Aprender a fracasar El conocido estadista británico Winston Churchill aseguraba que el éxito es aprender a ir de fracaso en fracaso sin desesperarse.
Nadie puede decir que no fracasa nunca, o que fracasa pocas veces. El fracaso es algo que va ligado a la limitación de la condición humana, y lo normal es que todos los hombres lo constaten con frecuencia cada día.
Por eso, los que –por llamarlo de alguna manera– triunfan en la vida, no es porque no fracasen nunca, o lo hagan muy pocas veces: si triunfan es porque han aprendido a superar esos pequeños y constantes fracasos que van surgiendo, se quiera o no, en la vida de todo hombre. Por el contrario, los que –por seguir con el mismo lenguaje– fracasan en la vida, son aquellos que con cada pequeño fracaso, en vez de sacar experiencia, se van hundiendo un poco más.
Por eso quizá el aprendizaje más duro de la vida sea el de la decepción: aceptar que las cosas no son como las queríamos, como las pensábamos o como nos las habían contado. En cierta manera, triunfar es aprender a fracasar: El éxito en la vida viene de saber afrontar las inevitables faltas de éxito del vivir de cada día.
De esta curiosa paradoja depende en mucho el acierto en el vivir. Cada error, cada descalabro, cada contrariedad, cada desilusión, lleva consigo el germen de una infinidad de capacidades humanas desconocidas, sobre las que los espíritus pacientes y decididos han sabido ir edificando lo mejor de sus vidas.
Por otra parte, es positivo –además de natural– que notemos con intensidad el peso de nuestros errores: si no fuera así, quizá sería mucho más difícil que nos corrigiéramos.
—Pero de los errores también hemos de aprender a ver cuáles son nuestras limitaciones, para no estar dándonos golpes contra lo mismo toda la vida…
Sin duda, porque si nos empeñamos en pedirle a la vida lo que ésta no puede dar, surgirá en nosotros un sentimiento de permanente y continua frustración. Es positivo ser ambicioso en los deseos, si son nobles, pues llenarán de luz nuestra existencia. Pero no podemos perder de vista nuestra limitación: proponerse metas desproporcionadas produce insatisfacción y desencanto.

▸ **DATOS MOSTRADOS**:
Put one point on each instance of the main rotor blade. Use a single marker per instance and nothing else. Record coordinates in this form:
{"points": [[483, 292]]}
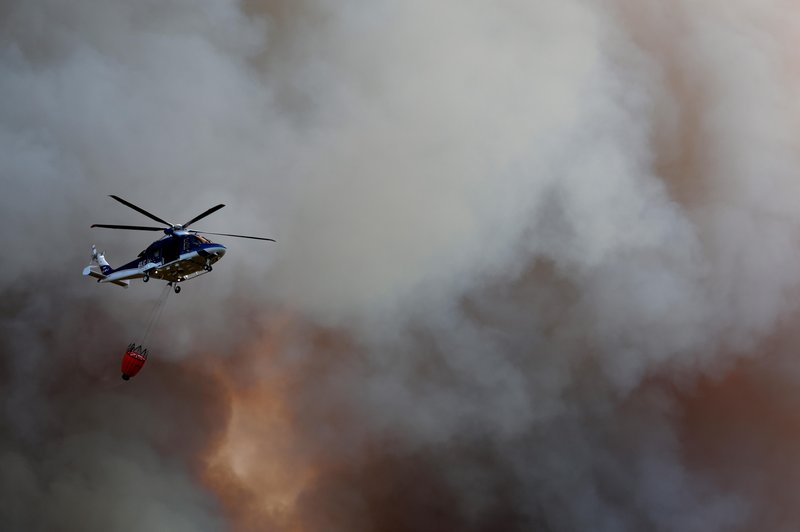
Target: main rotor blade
{"points": [[199, 216], [131, 227], [140, 210], [237, 236]]}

▸ **TAREA PROPUESTA**:
Responde estas preguntas sobre el texto acerca de aprender a fracasar:
1. Según Winston Churchill, ¿qué es el éxito?
2. ¿Cuál es quizá el aprendizaje más duro de la vida?
3. ¿Qué produce proponerse metas desproporcionadas?
Para responder no hace falta mirar los datos.

▸ **RESPUESTA**:
1. Aprender a ir de fracaso en fracaso sin desesperarse.
2. El de la decepción.
3. Insatisfacción y desencanto.